- [CONSIGNE]:
Les trois affirmations suivantes sont-elles conformes à la lettre adressée à Rachel ? Répondez à chacune par oui ou par non, en citant à l'identique les mots de la lettre qui tranchent.
1. Le comptoir est présenté comme un obstacle qui sépare.
2. On ne croise pas d'inconnus dans le bistrot.
3. Les clients reprennent en chœur une chanson d'Aznavour.

- [EXTRAIT À LIRE]:
Chère Rachel,
on se tutoie, comme un signe de ralliement, comme un manifeste à la cause bistrotière, comme le dernier endroit du monde où sans se connaître, on se connaît tous ; on sans se savoir, on se sait tous ; où tous nos arguments même contraires vont dans le sens de la pente
Ce qui est fascinant chez toi, je dis chez toi comme si tu habitais vraiment dans ton bistrot, c’est que chaque centimètre carré de ce café m’est familier, le miroir, les pendules, chaque objet coulé dans l’intimité de ce lieu raconte quelque chose, et quand bien même, l’objet est muet, il transpire d’une histoire fictive
Entrer chez toi, c’est entrer chez soi, il y a la famille, les amis, les voisins, il n’y a pas d’inconnus ici, que des visages familiers, des mains qu’on serre, des sourires qu’on lève comme on lève son verre
Puis il y a toi, derrière ton comptoir, cette frontière qui ne sépare pas, au contraire, mais qui rassemble, le comptoir n’est jamais un obstacle, c’est un endroit où l’on s‘appuie, où l’on écarte le temps, où l’on s’amarre, où l’on décide des choses essentielles comme des actes dérisoires.
On y vient pour entrer dans une évidence, comme si le bistrot était la rue, le trottoir, le quartier entier, ne pas y aller serait ne pas sortir de chez soi, ce serait refuser la lumière et le soleil qui ce matin, était de tes clients par la porte ouverte sur le reste de la ville, je dis le reste car une fois à l’intérieur, le bistrot est un bistrot-monde, un bistrot-planète, un bistrot-univers avec ses soleils, ses galaxies et peut-être, peut-être, dans ce brouhaha que couvre une chanson d’Aznavour que les clients reprennent en choeur ou de Léo Ferré qui prend la place de Mike Brant, il y a d’autres formes de vie quelque part.

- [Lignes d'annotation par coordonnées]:
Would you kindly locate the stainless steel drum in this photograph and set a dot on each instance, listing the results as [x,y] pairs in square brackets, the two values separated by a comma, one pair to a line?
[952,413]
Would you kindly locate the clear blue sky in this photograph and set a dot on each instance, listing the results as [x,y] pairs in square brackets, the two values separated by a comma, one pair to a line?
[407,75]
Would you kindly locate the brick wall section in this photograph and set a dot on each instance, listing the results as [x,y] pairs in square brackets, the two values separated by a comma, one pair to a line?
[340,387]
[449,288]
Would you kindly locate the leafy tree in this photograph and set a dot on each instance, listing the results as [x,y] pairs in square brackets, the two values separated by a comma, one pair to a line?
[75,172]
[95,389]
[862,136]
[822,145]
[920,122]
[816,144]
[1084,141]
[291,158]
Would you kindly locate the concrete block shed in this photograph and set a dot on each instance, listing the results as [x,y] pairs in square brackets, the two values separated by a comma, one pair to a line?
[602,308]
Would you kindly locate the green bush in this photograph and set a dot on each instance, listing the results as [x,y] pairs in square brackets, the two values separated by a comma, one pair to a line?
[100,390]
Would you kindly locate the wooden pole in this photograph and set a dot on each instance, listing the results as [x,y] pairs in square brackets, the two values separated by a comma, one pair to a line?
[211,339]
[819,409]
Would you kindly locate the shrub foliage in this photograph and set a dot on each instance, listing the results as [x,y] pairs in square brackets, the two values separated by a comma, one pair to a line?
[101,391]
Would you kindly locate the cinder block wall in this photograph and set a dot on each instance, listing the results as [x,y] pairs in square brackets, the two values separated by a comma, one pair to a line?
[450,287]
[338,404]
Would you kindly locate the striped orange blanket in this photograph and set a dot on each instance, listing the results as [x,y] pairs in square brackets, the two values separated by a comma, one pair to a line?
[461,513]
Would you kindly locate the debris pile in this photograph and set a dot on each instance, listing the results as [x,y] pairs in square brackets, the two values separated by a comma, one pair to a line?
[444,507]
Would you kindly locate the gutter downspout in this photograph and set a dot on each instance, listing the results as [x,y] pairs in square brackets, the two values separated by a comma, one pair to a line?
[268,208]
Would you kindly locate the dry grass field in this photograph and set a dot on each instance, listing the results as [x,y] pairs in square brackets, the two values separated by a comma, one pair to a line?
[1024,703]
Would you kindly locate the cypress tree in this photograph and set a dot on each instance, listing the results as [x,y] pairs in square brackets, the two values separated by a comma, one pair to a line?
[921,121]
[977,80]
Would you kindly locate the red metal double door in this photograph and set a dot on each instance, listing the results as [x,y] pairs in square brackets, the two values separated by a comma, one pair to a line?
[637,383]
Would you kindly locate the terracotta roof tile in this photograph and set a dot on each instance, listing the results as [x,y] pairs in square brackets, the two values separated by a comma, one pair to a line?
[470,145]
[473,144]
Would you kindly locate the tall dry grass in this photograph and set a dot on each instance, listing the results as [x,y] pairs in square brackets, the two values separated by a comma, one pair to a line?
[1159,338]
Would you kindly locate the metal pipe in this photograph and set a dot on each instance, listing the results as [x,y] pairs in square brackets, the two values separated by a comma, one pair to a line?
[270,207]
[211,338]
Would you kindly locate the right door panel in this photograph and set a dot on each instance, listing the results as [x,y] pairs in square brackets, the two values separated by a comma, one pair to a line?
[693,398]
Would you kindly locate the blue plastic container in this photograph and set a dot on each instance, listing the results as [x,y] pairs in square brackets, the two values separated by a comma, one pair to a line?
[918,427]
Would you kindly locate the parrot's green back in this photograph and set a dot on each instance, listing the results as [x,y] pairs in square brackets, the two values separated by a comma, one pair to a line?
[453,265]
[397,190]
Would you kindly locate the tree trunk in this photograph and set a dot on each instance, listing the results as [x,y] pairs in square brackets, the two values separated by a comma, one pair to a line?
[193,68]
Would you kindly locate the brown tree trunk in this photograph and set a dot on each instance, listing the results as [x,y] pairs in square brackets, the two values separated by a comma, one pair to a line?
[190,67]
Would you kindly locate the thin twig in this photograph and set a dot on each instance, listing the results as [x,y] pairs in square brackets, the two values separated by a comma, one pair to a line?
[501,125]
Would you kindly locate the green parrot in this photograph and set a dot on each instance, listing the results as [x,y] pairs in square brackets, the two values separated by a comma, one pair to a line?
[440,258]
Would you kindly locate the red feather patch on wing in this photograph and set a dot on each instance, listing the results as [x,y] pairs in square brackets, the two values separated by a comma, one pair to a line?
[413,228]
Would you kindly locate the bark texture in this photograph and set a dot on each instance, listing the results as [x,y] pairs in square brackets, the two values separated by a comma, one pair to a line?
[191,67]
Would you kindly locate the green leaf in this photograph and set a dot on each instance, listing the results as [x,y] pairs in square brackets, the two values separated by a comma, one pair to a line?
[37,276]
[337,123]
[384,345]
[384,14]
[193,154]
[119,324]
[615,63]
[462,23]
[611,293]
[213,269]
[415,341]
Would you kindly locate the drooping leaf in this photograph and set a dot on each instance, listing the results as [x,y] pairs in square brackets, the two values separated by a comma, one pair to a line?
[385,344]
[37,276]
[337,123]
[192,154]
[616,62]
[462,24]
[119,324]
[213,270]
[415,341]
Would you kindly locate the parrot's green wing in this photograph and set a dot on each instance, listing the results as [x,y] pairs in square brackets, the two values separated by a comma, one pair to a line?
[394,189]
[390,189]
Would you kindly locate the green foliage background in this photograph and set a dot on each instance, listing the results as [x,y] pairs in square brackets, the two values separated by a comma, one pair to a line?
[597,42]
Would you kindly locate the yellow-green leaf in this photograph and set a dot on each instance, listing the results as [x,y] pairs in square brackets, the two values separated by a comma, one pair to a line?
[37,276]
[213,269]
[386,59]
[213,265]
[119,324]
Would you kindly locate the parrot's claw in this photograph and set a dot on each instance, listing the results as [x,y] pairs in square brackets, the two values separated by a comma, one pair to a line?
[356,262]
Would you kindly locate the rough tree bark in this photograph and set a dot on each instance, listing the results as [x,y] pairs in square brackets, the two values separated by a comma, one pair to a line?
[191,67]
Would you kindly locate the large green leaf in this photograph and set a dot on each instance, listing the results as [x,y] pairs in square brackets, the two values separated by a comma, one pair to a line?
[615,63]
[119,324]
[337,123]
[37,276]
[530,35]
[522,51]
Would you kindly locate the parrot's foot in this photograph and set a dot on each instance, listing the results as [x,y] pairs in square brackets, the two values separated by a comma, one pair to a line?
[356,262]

- [RÉPONSE COMPLÈTE]:
1. Non : « le comptoir n’est jamais un obstacle ».
2. Oui : « il n’y a pas d’inconnus ici ».
3. Oui : « une chanson d’Aznavour que les clients reprennent en choeur ».